Challenge 1 | What state is listed as the registrant's jurisdiction of incorporation on the Form 8-K cover page?

Text passage |
++++++++
SECURITIES AND EXCHANGE COMMISSION

Washington,  D.C. 20549 

 

FORM 8-K

 

 

CURRENT REPORT

PURSUANT TO SECTION 13 OR 15(d) OF THE

SECURITIES EXCHANGE ACT OF 1934

 

 

Date of report (Date of earliest event reported):  December 10, 2018

 

 

Esquire Financial Holdings,  Inc.  

(Exact name of the registrant as specified in its charter)

 

 

 

 

 

Maryland

001-38131

27-5107901

(State or other jurisdiction of

(Commission File Number)

(IRS Employer

incorporation or organization)

 

Identification No.)

 

 

 

100 Jericho Quadrangle, Suite 100

 

Jericho, New York

11753

(Address of principal executive offices)

(Zip Code)

 

 

(516)  535-2002

(Registrant’s telephone number)

 

N/A

(Former name or former address, if changed since last report)
++++++++
Supplied entries |
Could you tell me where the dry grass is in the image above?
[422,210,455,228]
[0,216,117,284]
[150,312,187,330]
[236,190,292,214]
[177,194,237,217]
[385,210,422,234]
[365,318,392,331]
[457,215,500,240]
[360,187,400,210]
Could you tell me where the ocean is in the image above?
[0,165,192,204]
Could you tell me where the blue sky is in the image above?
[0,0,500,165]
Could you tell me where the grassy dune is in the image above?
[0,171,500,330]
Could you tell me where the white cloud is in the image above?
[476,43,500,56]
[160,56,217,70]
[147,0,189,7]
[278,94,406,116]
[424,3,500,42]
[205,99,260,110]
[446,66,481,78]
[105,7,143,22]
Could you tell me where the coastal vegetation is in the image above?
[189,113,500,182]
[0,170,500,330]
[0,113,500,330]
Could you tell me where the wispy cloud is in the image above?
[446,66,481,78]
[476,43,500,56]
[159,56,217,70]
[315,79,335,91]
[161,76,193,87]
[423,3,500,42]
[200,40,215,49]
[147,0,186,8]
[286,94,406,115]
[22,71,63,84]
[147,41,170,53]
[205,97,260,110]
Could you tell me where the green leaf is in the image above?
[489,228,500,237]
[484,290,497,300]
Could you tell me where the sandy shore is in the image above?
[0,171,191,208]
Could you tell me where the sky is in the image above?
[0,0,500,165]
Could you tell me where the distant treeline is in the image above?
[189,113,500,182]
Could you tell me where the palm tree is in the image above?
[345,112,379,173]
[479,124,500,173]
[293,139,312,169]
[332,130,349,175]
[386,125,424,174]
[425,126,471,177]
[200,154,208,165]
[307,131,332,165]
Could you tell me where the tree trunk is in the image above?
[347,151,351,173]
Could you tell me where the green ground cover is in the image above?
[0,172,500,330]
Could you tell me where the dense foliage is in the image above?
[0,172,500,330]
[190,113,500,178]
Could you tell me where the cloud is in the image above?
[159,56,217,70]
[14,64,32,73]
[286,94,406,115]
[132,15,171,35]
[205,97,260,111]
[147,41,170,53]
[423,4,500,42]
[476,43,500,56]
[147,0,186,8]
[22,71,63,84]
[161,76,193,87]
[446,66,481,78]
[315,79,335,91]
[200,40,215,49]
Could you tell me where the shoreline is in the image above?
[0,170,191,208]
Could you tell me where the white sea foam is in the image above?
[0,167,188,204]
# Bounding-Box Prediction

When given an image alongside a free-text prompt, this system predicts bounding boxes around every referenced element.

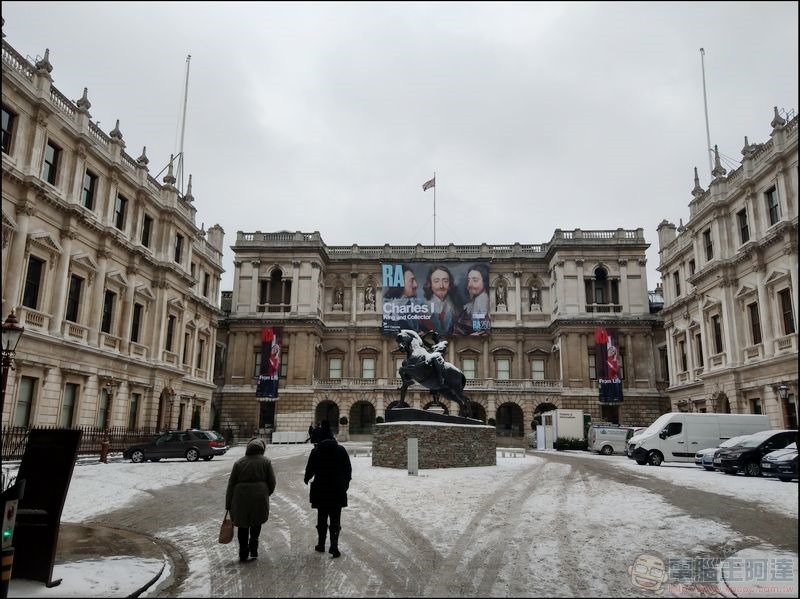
++++++++
Challenge 2 | Edit the records from their start through the line containing "[0,113,500,330]", changing "blue sky" to "clear sky" and leaving everything else unchanged.

Final result 1 | Maryland

Final result 2 |
Could you tell me where the dry grass is in the image above?
[422,210,455,228]
[0,216,117,284]
[150,312,187,330]
[236,190,292,214]
[177,194,237,217]
[385,210,422,234]
[365,318,392,331]
[457,215,500,240]
[360,187,400,210]
Could you tell me where the ocean is in the image above?
[0,165,192,204]
Could you tell me where the clear sky is in the image above?
[0,0,500,165]
Could you tell me where the grassy dune is in the image above?
[0,171,500,330]
Could you tell me where the white cloud is in the image above?
[476,43,500,56]
[160,56,217,70]
[147,0,189,7]
[278,94,406,116]
[424,3,500,42]
[205,99,260,110]
[446,66,481,78]
[105,7,143,22]
Could you tell me where the coastal vegetation is in the image above?
[189,113,500,182]
[0,170,500,330]
[0,113,500,330]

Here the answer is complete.